__Exercise instructions__.
Output all of the data below exactly as given.

__Extracted material__.
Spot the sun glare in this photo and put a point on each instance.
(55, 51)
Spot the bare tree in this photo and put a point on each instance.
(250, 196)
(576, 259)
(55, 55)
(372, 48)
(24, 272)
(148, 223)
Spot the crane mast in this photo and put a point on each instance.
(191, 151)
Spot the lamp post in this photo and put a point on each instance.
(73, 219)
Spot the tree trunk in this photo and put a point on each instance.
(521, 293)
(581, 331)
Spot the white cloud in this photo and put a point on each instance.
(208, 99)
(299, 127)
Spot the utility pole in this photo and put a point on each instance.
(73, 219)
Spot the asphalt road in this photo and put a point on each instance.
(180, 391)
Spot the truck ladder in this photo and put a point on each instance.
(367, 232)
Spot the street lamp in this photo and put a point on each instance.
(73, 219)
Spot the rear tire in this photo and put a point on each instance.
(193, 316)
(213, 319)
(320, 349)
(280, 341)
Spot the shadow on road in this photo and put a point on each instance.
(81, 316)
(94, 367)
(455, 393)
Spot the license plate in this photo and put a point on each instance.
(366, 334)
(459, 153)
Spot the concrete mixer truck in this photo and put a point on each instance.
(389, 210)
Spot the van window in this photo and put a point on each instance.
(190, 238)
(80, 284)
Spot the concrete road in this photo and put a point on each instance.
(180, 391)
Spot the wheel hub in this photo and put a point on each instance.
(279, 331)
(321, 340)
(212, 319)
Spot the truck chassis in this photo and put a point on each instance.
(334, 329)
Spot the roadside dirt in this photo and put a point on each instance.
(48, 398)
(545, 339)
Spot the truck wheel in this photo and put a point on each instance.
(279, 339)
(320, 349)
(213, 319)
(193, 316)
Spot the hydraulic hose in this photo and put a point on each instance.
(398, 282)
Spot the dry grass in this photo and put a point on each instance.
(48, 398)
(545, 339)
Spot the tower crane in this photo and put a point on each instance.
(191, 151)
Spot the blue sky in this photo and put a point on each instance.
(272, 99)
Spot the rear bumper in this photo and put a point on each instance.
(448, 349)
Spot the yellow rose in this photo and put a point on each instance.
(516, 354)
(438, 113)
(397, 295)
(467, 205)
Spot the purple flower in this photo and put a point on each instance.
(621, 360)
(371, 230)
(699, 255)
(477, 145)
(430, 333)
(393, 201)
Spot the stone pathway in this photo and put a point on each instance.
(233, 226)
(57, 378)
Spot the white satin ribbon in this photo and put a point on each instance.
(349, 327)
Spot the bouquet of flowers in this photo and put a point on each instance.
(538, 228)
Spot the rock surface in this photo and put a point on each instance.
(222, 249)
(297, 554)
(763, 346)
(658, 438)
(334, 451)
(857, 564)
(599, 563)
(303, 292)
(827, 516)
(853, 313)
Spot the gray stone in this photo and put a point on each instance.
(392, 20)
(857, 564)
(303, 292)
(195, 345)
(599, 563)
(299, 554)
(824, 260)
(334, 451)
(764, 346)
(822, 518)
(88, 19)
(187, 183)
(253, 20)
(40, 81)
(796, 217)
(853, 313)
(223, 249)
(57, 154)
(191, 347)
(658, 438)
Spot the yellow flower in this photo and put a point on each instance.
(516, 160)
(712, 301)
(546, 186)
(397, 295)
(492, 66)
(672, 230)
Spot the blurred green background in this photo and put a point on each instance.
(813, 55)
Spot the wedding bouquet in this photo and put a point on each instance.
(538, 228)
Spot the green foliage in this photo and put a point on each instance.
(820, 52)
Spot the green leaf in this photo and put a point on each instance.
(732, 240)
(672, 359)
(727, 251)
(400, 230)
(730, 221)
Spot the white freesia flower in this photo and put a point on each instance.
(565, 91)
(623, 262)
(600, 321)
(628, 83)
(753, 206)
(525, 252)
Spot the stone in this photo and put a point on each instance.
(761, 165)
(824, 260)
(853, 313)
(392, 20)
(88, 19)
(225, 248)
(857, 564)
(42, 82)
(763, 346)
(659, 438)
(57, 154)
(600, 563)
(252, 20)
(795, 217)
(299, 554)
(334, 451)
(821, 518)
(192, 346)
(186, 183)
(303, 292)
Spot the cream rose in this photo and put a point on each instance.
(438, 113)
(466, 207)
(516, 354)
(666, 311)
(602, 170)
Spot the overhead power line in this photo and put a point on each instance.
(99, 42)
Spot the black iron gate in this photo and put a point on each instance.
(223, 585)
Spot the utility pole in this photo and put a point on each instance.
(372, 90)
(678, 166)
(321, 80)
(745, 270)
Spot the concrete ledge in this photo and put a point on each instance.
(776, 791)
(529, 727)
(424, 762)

__Exercise result__.
Spot the sun glare in this photo and put a point on each instance.
(55, 51)
Spot the bare tree in this photo and put a point on each instance.
(250, 196)
(576, 259)
(55, 55)
(372, 48)
(24, 272)
(148, 223)
Spot the crane mast in this photo and put a point on each instance.
(191, 151)
Spot the lamp post in this photo and put a point on each instance.
(73, 219)
Spot the tree trunk in this photo and put a point on each instance.
(521, 293)
(581, 331)
Spot the white cloud in this photo and put a point on each instance.
(208, 99)
(299, 127)
Spot the utility pole in this photo and put a point on each instance.
(73, 219)
Spot the asphalt road in this photo and put a point on each instance.
(180, 391)
Spot the truck ladder in this photo and put a point on each instance.
(367, 232)
Spot the street lamp in this photo and put a point on each instance.
(73, 219)
Spot the rear tire in this photo and put a point on each instance.
(193, 316)
(213, 319)
(320, 349)
(280, 341)
Spot the shadow on road in this photo and put a point on each instance.
(81, 316)
(94, 367)
(455, 393)
Spot the license plate in this photo and put a point on each instance.
(366, 334)
(459, 153)
Spot the concrete mixer truck in this photo and put a point on each instance.
(389, 210)
Spot the van window in this photo and put a point on each instance.
(190, 238)
(80, 284)
Spot the concrete road in this photo and put a point on each instance.
(180, 391)
Spot the wheel hub in this photo and put a point on each instance.
(279, 331)
(321, 340)
(212, 319)
Spot the truck chassis in this photo and put a point on each instance.
(334, 329)
Spot the roadside dirt in this photo and put a point on each instance.
(48, 398)
(545, 339)
Spot the truck wheel in this photo and put a point on each instance.
(279, 339)
(320, 349)
(213, 319)
(193, 316)
Spot the hydraulic hose in this photo and put a point on each instance.
(398, 282)
Spot the dry grass in this photo and put a point on each instance.
(48, 398)
(545, 339)
Spot the tower crane in this photo and put a point on each instance.
(191, 151)
Spot the blue sky in this photo and put a point on each instance.
(272, 99)
Spot the rear bumper in this photo and put a point on each instance.
(448, 349)
Spot the yellow rose in this photo and put a point on each instance.
(516, 354)
(438, 113)
(397, 295)
(467, 205)
Spot the purple flower in this photo and put a point on each instance.
(621, 360)
(371, 230)
(699, 255)
(477, 145)
(430, 333)
(393, 201)
Spot the stone pathway in this photo and put a point on each instance.
(233, 226)
(57, 378)
Spot the white satin ribbon in this photo and put a point on each instance.
(349, 327)
Spot the bouquet of flowers in this photo and put a point on each instance.
(538, 228)
Spot the rock surface in this photo and put a point on each instance.
(222, 249)
(297, 554)
(763, 346)
(658, 438)
(334, 451)
(857, 564)
(599, 563)
(303, 292)
(827, 516)
(853, 313)
Spot the gray stone in this photo and put a point on each instance.
(392, 20)
(857, 564)
(303, 292)
(195, 345)
(599, 563)
(299, 554)
(824, 260)
(334, 451)
(764, 346)
(822, 518)
(88, 19)
(187, 183)
(253, 20)
(40, 81)
(796, 217)
(853, 313)
(223, 249)
(57, 154)
(191, 347)
(658, 438)
Spot the yellow flower in this photo and put a point on each instance.
(516, 160)
(712, 301)
(546, 186)
(397, 295)
(492, 66)
(672, 230)
Spot the blurred green background in this photo and put a point on each instance.
(813, 55)
Spot the wedding bouquet in this photo and put a point on each instance.
(538, 228)
Spot the green foliage in this photo and put a point on each instance.
(820, 52)
Spot the green leaf in this photo and put a point on each instance.
(732, 240)
(672, 359)
(727, 251)
(400, 230)
(730, 221)
Spot the white freesia flower in this photo and put a point on each instance.
(565, 91)
(623, 262)
(600, 321)
(628, 83)
(753, 206)
(525, 252)
Spot the stone in this photo and put a point on each instance.
(761, 165)
(824, 260)
(853, 313)
(392, 20)
(88, 19)
(225, 248)
(857, 564)
(42, 82)
(763, 346)
(659, 438)
(57, 154)
(600, 563)
(252, 20)
(795, 217)
(299, 554)
(334, 451)
(821, 518)
(192, 346)
(186, 183)
(303, 292)
Spot the cream rose in this photo and put a point on each instance.
(438, 113)
(466, 207)
(516, 354)
(666, 311)
(602, 170)
Spot the overhead power line in this photo and put a point on each instance.
(99, 42)
Spot the black iron gate in this photo and put a point on each instance.
(223, 585)
Spot the utility pole in this photo and put a point on each instance.
(372, 90)
(678, 166)
(321, 80)
(745, 270)
Spot the concrete ledge in this photo and put a point on each instance.
(776, 791)
(529, 727)
(424, 762)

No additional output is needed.